| WHAT YOU SHOULD DO |
Write out, word for word, every line from the one containing "of the weed" through the last line of the records below, both ends included.

Excerpts of location labeling data:
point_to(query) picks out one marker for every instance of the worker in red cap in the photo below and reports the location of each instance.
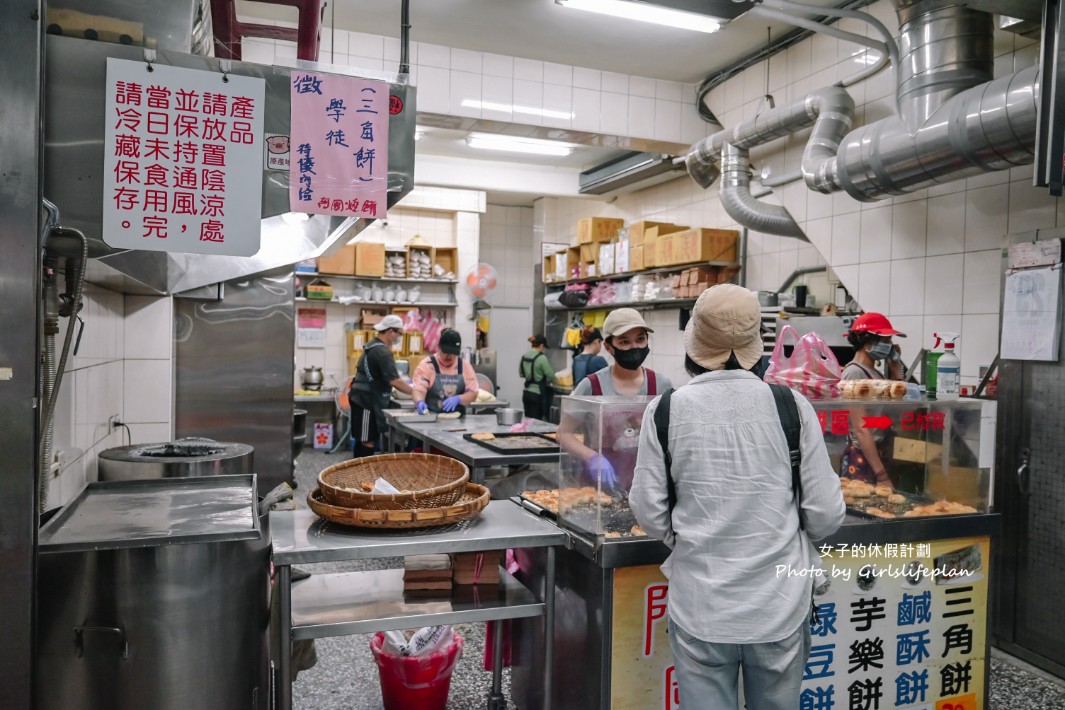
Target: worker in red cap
(869, 452)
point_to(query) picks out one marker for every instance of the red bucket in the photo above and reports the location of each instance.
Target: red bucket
(415, 681)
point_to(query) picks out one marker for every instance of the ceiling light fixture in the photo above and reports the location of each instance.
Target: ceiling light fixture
(517, 109)
(646, 13)
(518, 145)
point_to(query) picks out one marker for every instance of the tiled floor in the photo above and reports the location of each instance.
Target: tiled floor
(345, 676)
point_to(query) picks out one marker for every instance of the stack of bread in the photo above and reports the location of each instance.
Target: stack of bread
(476, 567)
(427, 573)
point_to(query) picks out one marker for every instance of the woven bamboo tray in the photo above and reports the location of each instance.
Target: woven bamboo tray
(427, 479)
(469, 506)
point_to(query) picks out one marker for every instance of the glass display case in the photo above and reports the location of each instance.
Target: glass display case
(938, 455)
(599, 439)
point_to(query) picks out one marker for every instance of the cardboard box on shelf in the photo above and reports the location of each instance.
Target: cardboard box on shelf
(370, 259)
(318, 290)
(597, 229)
(664, 251)
(605, 259)
(341, 262)
(701, 245)
(446, 259)
(637, 230)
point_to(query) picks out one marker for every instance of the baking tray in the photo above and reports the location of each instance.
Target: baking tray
(550, 446)
(152, 512)
(875, 501)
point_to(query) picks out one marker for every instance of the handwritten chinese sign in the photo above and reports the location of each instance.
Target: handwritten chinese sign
(182, 167)
(340, 146)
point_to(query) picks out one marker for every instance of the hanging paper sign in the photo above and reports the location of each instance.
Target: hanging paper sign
(182, 162)
(340, 146)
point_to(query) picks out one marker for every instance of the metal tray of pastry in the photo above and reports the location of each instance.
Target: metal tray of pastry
(535, 443)
(859, 506)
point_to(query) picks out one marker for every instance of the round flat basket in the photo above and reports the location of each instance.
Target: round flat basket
(426, 480)
(469, 506)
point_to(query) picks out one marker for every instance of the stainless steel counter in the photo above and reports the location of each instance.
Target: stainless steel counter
(446, 436)
(361, 603)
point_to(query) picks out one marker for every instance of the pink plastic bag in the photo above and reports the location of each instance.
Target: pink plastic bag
(812, 369)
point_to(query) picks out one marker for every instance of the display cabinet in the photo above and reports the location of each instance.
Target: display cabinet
(938, 453)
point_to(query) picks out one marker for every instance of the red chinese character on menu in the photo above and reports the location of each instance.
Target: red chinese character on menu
(211, 231)
(243, 108)
(242, 133)
(156, 175)
(187, 100)
(158, 122)
(128, 93)
(654, 611)
(214, 154)
(159, 97)
(840, 422)
(154, 227)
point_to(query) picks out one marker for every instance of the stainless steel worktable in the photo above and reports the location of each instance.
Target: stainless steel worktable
(446, 435)
(343, 604)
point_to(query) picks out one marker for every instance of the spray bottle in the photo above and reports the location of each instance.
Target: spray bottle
(949, 367)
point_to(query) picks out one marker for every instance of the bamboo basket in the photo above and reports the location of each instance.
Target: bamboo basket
(469, 506)
(427, 480)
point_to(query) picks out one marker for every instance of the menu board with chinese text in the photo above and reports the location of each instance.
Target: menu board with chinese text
(182, 166)
(340, 146)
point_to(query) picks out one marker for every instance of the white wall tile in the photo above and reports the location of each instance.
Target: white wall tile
(557, 73)
(148, 391)
(907, 286)
(613, 114)
(617, 83)
(985, 217)
(528, 69)
(983, 281)
(463, 60)
(586, 110)
(908, 230)
(944, 284)
(498, 65)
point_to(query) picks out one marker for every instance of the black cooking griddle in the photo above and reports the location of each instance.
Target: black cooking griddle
(507, 443)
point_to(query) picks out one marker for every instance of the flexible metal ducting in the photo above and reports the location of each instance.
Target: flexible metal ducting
(955, 121)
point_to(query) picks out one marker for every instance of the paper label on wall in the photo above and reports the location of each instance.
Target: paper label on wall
(1031, 310)
(182, 167)
(340, 144)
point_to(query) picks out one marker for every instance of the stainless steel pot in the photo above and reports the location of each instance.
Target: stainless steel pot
(504, 416)
(185, 458)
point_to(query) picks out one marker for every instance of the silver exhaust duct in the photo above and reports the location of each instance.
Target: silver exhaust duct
(955, 121)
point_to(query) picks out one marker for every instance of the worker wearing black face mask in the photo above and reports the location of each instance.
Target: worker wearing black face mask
(626, 340)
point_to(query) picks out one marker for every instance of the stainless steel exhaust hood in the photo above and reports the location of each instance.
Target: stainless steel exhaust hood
(74, 162)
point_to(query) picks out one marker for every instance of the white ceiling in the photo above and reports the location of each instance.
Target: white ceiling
(542, 30)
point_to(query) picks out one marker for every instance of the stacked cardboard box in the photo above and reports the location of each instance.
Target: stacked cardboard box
(427, 572)
(476, 567)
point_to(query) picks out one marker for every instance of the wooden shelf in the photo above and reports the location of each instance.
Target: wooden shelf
(314, 275)
(646, 271)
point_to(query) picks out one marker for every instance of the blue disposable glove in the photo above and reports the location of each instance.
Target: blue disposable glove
(599, 466)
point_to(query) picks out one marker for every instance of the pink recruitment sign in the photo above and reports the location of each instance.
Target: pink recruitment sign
(340, 146)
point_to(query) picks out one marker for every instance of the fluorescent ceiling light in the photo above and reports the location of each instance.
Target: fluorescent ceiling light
(646, 13)
(518, 145)
(513, 108)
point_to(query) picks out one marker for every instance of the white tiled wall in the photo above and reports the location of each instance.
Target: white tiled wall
(484, 85)
(439, 216)
(123, 367)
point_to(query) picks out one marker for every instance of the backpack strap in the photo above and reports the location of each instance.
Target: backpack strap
(596, 385)
(661, 427)
(788, 414)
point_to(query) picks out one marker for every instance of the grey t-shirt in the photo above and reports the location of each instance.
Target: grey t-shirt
(606, 381)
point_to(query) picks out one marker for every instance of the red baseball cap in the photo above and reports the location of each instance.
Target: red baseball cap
(875, 324)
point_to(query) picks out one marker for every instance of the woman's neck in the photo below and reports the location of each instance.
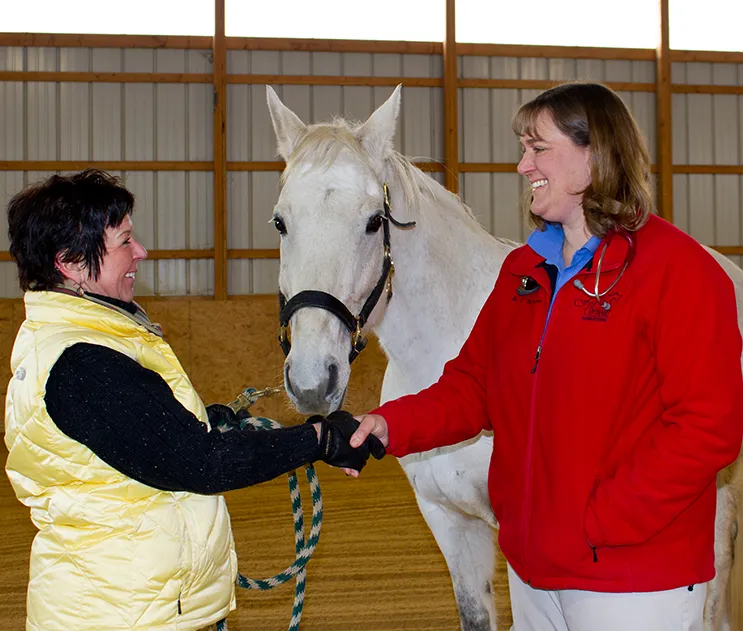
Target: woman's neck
(576, 236)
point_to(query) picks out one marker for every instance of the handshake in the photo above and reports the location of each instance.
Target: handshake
(336, 430)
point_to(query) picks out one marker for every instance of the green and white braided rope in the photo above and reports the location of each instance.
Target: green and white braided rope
(303, 547)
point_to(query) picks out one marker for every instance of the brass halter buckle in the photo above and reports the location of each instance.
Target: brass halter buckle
(357, 338)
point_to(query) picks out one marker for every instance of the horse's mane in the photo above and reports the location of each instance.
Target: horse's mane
(322, 143)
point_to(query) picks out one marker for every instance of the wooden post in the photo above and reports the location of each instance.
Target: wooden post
(451, 114)
(220, 153)
(663, 118)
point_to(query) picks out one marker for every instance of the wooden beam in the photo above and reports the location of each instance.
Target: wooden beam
(69, 40)
(716, 169)
(663, 118)
(451, 105)
(707, 56)
(545, 84)
(273, 79)
(679, 88)
(220, 153)
(487, 167)
(104, 165)
(253, 253)
(559, 52)
(417, 82)
(159, 255)
(104, 77)
(333, 45)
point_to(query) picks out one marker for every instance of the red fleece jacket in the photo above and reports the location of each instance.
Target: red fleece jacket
(605, 455)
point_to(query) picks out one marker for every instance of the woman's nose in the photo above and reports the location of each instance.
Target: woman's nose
(140, 251)
(525, 165)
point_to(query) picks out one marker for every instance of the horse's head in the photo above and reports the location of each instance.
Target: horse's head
(331, 216)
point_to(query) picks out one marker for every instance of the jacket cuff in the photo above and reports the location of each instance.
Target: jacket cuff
(591, 526)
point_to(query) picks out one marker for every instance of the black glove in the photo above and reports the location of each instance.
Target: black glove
(222, 417)
(336, 431)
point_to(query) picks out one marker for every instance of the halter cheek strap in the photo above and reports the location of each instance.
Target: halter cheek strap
(324, 300)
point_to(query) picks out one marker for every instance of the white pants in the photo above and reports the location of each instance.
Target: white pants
(576, 610)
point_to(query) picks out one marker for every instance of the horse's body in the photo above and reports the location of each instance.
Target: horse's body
(445, 268)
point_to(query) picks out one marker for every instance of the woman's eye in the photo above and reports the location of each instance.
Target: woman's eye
(280, 226)
(375, 223)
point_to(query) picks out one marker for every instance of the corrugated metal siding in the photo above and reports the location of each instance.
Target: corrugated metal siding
(485, 124)
(78, 121)
(131, 121)
(708, 130)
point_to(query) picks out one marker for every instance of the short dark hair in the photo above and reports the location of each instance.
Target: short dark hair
(67, 215)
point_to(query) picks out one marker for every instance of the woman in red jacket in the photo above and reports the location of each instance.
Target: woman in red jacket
(606, 362)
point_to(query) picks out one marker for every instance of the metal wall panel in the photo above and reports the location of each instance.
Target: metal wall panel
(78, 121)
(708, 130)
(12, 106)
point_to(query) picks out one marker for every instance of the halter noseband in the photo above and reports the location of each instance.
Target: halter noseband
(324, 300)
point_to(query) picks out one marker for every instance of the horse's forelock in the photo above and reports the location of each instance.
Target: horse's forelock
(322, 143)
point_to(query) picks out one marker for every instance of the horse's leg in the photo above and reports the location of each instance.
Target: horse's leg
(716, 609)
(468, 545)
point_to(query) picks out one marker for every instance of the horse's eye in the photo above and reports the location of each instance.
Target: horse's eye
(375, 223)
(280, 226)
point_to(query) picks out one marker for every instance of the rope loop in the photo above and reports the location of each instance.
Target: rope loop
(303, 547)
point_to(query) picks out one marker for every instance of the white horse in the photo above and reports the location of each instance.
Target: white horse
(333, 221)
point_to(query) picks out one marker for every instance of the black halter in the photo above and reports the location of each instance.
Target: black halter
(323, 300)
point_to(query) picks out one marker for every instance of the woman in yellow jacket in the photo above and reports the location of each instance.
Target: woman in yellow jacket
(109, 444)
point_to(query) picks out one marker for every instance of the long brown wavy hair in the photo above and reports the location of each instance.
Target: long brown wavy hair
(592, 115)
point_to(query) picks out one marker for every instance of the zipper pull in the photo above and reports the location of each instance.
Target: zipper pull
(536, 359)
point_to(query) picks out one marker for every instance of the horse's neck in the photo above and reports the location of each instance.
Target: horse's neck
(445, 268)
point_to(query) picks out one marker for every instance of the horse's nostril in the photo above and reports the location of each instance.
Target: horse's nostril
(287, 380)
(332, 379)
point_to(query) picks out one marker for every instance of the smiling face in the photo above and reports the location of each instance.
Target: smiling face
(558, 171)
(118, 265)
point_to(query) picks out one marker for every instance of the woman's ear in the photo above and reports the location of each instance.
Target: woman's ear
(71, 270)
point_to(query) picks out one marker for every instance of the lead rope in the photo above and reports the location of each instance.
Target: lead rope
(302, 548)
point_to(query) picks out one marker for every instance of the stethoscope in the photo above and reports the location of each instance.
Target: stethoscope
(598, 295)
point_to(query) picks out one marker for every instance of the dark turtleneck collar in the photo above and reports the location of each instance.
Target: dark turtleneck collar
(130, 307)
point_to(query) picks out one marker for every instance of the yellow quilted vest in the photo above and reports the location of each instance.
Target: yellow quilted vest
(111, 553)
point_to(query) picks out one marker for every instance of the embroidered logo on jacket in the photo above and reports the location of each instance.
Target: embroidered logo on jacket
(593, 309)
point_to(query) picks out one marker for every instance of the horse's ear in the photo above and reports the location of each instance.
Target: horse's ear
(286, 124)
(377, 133)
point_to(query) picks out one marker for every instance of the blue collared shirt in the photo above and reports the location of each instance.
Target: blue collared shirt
(548, 243)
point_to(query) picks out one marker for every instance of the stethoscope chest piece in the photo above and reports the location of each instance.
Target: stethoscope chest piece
(597, 294)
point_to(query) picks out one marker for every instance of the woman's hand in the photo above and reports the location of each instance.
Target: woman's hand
(373, 424)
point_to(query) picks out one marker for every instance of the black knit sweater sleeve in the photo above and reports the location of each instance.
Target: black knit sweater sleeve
(128, 416)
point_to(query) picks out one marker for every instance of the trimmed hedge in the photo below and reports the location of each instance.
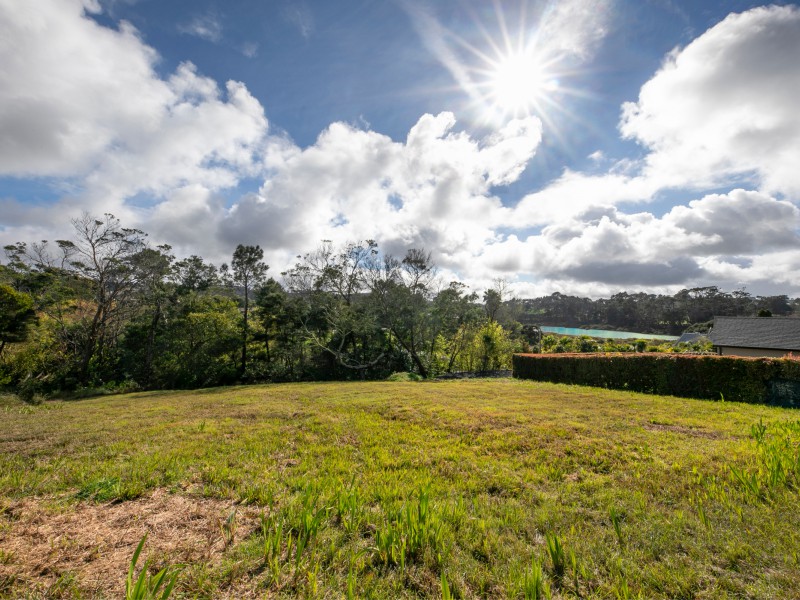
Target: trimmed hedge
(753, 380)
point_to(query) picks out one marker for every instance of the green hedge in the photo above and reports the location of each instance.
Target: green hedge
(754, 380)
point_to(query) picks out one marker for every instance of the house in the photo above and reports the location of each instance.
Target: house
(756, 336)
(691, 338)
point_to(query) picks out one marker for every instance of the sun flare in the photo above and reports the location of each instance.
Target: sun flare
(519, 82)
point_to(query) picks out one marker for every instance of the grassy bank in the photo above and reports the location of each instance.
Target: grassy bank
(487, 488)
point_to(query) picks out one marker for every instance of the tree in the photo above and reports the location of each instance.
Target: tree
(154, 291)
(86, 285)
(402, 291)
(248, 272)
(16, 313)
(340, 320)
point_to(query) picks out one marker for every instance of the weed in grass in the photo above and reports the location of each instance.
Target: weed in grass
(578, 570)
(534, 586)
(351, 584)
(616, 521)
(557, 556)
(350, 509)
(446, 595)
(228, 528)
(485, 443)
(101, 490)
(701, 513)
(146, 587)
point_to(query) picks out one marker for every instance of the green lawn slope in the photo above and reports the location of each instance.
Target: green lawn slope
(480, 488)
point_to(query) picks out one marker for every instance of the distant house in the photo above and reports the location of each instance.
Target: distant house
(691, 338)
(756, 336)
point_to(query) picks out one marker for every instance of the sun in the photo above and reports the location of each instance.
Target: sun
(519, 82)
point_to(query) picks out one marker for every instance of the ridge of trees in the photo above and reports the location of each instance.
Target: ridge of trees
(105, 309)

| FULL ANSWER |
point_to(query) picks out one marker for every instance of the weed in grass in the photo above and reports the location of each instance.
Target: weed in grass
(578, 570)
(534, 586)
(351, 584)
(616, 521)
(557, 556)
(350, 509)
(446, 595)
(228, 528)
(485, 443)
(101, 490)
(701, 513)
(146, 587)
point_to(query) picks out one marker for every instance of the green lawn slope in the photo above and reports the location of each instance.
Target: green lawn slope
(480, 488)
point_to(query) picks out one marker for every instance of the distant house in the photo above and reports the location of each instance.
Target: distant house
(691, 338)
(756, 336)
point_to(query) picks out one marker for every instance of the sun in the photo above and reports the location of each instance.
Target: sun
(519, 82)
point_to(query) picks out one marker for every instance of the ridge of trees in the photo above and reports the location of each instance.
Target: ridge of trees
(105, 309)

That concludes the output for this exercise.